Please show every line of the records that contains the word "cliff".

• Exercise material
§ §
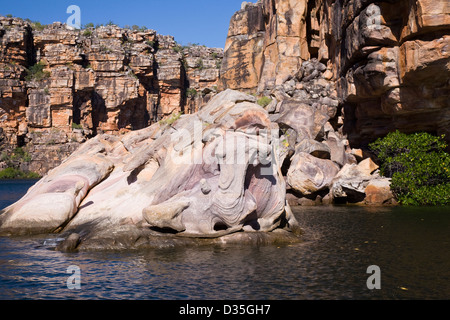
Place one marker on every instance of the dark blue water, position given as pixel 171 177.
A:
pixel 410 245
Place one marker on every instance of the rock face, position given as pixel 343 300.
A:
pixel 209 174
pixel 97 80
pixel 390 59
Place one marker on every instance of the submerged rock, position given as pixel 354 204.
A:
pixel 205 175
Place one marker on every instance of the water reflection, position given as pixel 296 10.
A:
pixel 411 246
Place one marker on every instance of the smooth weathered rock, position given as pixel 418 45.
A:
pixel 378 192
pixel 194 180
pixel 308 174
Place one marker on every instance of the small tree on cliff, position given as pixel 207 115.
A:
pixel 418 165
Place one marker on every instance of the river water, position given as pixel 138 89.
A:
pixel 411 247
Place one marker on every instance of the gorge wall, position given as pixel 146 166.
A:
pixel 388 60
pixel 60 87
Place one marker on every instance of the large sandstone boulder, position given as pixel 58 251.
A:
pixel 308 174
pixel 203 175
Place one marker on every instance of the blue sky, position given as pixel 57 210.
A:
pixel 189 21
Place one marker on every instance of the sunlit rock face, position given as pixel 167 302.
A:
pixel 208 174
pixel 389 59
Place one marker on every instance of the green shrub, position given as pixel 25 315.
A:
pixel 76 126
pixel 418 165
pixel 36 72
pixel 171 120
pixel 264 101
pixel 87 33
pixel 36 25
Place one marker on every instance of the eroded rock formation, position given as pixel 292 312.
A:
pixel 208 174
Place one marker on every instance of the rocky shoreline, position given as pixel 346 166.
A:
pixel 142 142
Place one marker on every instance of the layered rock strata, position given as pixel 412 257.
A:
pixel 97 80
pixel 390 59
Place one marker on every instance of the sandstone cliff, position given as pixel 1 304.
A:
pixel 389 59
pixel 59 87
§ §
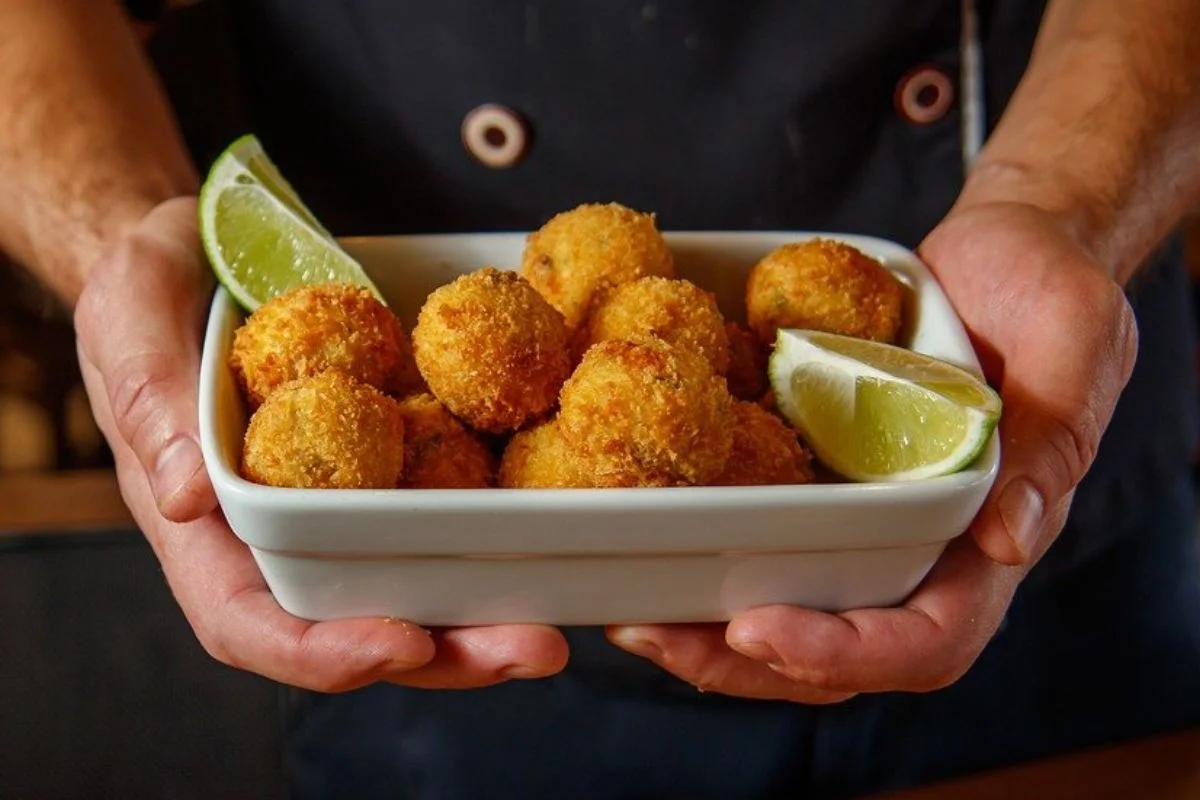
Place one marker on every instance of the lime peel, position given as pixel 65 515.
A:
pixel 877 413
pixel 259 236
§ §
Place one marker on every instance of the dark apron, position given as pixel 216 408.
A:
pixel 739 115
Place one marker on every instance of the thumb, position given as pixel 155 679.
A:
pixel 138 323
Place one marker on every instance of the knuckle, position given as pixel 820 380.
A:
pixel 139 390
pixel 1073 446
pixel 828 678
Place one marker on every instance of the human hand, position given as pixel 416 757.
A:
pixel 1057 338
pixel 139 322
§ §
• Solution for this exercise
Place one marker on every instance of the small tree on cliff, position given as pixel 207 115.
Place one marker on every instance of the sandstone cliff, position given as pixel 1 304.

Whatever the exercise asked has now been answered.